* EXERCISE PROMPT *
In the records below, put the lines from the one with "In this exercise you will tag the stone wall" up to and including the one with "Target: stone wall" into a numbered list, leaving out blank lines. Include only those lines.

* THE INPUT *
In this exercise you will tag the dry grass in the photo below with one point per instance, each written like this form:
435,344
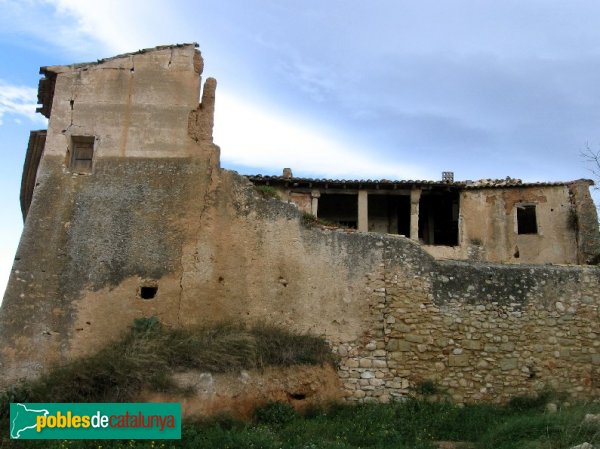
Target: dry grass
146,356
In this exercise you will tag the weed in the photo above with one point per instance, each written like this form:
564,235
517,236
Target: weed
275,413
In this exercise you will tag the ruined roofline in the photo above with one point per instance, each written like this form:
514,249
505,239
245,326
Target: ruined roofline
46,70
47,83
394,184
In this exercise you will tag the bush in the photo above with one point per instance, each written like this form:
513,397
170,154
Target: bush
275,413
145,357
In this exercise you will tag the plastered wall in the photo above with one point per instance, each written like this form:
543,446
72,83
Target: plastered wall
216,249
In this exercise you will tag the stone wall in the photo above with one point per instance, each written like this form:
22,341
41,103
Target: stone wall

==

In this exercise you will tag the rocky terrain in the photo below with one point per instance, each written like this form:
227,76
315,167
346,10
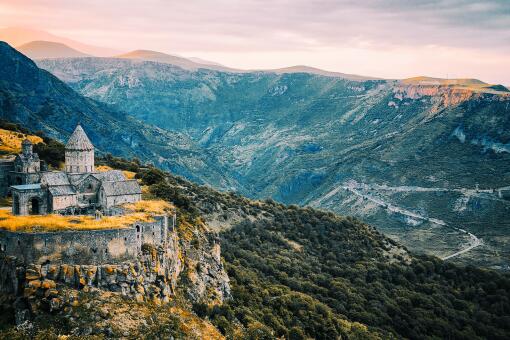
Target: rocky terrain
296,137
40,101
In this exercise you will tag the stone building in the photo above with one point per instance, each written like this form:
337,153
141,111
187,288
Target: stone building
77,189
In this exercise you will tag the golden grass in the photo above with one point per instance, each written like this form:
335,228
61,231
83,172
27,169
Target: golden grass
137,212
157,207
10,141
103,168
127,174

* FULL RESPONSE *
1. In this exercise you will tag the stone wall in the photo above with one point per instance, each written like this form:
2. 22,341
3. 41,103
4. Target: stone wall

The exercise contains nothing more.